----- Records for processing -----
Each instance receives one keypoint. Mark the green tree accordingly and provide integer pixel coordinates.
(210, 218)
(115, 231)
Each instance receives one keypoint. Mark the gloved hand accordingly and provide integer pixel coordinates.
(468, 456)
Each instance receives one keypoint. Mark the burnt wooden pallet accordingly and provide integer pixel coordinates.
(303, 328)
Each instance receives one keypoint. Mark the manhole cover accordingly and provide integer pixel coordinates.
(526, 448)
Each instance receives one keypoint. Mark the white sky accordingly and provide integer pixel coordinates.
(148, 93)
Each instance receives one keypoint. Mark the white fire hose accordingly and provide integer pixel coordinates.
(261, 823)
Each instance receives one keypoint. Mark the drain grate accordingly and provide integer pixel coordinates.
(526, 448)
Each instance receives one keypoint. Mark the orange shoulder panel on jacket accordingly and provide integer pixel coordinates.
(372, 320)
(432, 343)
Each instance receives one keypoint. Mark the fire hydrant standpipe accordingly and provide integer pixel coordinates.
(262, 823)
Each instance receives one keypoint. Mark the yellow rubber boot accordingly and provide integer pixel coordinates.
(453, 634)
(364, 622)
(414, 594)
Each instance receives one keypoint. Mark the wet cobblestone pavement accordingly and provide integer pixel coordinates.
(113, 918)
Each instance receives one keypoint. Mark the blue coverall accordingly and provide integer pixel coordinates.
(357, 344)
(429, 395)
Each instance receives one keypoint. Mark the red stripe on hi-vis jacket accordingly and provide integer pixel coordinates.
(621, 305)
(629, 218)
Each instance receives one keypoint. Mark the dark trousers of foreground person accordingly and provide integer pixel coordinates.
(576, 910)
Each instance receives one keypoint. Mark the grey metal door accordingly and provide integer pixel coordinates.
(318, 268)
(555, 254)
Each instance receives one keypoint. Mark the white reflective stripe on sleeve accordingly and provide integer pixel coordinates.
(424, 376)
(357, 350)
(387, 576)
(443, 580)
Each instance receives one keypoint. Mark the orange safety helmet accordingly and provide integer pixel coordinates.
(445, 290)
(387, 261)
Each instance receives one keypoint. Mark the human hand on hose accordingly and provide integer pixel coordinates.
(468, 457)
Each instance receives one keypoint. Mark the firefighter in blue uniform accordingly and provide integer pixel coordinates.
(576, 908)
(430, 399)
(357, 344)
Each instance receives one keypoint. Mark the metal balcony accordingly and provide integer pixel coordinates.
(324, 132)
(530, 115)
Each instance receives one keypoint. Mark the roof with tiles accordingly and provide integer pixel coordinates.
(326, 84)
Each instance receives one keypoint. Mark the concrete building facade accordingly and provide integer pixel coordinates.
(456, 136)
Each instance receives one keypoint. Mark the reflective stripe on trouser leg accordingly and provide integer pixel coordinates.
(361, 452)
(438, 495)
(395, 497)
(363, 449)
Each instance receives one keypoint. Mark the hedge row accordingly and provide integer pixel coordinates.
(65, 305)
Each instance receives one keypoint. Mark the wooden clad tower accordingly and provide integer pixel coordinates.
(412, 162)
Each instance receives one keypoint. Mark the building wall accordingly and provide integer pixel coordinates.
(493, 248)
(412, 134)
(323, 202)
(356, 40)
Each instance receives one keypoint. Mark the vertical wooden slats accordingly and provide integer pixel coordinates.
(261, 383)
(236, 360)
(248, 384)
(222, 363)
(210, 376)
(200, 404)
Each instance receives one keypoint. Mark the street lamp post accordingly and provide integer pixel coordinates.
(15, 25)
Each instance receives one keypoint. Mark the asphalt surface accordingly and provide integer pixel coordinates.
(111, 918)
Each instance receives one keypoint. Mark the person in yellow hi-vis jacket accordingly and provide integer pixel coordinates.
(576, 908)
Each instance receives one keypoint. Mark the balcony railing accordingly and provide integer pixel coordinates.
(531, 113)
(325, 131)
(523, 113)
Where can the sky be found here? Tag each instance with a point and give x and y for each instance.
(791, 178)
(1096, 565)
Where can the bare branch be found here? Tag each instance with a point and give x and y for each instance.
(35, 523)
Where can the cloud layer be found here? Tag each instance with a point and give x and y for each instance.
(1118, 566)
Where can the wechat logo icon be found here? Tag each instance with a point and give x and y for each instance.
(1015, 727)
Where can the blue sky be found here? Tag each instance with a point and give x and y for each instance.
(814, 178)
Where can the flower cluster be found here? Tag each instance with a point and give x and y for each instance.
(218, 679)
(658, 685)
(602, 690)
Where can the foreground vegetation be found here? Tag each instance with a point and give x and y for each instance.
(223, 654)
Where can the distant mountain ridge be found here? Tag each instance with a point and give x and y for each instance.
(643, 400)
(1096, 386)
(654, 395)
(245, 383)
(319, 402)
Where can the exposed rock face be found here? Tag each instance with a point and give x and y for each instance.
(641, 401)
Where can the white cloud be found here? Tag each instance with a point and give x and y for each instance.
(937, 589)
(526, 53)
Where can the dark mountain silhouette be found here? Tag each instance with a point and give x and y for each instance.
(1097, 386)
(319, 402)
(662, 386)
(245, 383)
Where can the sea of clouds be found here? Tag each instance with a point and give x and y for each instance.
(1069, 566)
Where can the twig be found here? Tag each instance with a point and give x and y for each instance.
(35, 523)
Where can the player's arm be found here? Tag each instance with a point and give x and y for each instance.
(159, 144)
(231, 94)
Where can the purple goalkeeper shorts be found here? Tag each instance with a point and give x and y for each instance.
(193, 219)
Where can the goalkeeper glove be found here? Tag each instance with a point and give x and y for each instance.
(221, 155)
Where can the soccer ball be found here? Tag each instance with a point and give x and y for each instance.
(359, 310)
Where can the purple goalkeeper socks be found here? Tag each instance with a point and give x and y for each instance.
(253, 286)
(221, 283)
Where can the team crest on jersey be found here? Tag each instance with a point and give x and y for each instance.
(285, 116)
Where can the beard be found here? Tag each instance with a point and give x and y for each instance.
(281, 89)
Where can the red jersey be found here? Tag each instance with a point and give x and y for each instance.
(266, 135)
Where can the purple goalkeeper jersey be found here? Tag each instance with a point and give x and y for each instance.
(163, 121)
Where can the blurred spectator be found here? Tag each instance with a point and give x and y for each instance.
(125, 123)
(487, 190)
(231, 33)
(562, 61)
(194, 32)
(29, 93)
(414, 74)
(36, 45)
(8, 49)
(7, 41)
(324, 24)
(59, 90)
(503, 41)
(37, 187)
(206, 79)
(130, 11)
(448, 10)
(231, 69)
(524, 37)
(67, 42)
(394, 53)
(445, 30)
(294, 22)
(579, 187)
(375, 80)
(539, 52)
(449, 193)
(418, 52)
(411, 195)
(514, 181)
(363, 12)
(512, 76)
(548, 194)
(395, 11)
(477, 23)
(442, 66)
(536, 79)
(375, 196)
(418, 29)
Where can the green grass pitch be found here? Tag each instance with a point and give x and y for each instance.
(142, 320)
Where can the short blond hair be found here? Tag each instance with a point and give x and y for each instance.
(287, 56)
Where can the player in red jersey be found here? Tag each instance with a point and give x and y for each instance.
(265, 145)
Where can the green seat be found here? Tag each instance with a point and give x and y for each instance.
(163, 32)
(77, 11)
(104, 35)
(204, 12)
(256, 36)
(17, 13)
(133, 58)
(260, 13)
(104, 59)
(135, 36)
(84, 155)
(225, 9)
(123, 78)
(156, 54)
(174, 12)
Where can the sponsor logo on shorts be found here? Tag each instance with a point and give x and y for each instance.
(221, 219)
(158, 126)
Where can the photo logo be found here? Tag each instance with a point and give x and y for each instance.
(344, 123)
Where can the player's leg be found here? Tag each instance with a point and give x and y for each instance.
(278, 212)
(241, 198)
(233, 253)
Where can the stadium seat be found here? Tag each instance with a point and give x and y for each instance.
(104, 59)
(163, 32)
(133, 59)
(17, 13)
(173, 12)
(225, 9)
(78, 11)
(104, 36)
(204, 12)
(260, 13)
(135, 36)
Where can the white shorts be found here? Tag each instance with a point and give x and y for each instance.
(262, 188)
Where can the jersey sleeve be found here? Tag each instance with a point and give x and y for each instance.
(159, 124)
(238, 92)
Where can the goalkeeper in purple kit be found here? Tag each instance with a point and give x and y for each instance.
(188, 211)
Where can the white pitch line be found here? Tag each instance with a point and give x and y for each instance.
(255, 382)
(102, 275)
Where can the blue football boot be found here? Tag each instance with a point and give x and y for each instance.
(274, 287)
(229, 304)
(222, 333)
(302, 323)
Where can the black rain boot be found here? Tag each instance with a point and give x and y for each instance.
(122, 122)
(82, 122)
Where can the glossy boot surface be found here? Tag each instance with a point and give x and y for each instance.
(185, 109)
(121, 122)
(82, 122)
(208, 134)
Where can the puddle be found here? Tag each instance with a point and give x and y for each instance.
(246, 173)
-----
▸ Work instructions
Return only the lines running from the line with "Where can the white shorts" to the last line of the records, both included, exactly as written.

▸ The output
Where can the white shorts be found here? Tag each instance with a point and give x and y for each instance.
(262, 188)
Where can the jersey sleeve be found here? Tag each instance with a point and give x and y for each instance.
(159, 124)
(238, 92)
Where can the goalkeeper in purple kit be found here? Tag each instance with a point and give x and y for each instance.
(188, 211)
Where can the white pitch line be found here? Tag each instance with a point and give x and y for each instance.
(255, 382)
(102, 275)
Where can the blue football boot be found here? Tag each instance with a point and give x and y for each instance.
(274, 287)
(229, 304)
(222, 333)
(302, 323)
Where can the black rain boot be found here? Tag each instance with a point and give x and y for each instance.
(122, 122)
(82, 122)
Where can the glossy boot surface be found here? Tag each instance with a point and give x and y for each instance.
(185, 109)
(121, 122)
(82, 122)
(208, 134)
Where can the puddle be found here? Tag each instance with a point and give x and y for each instance.
(246, 173)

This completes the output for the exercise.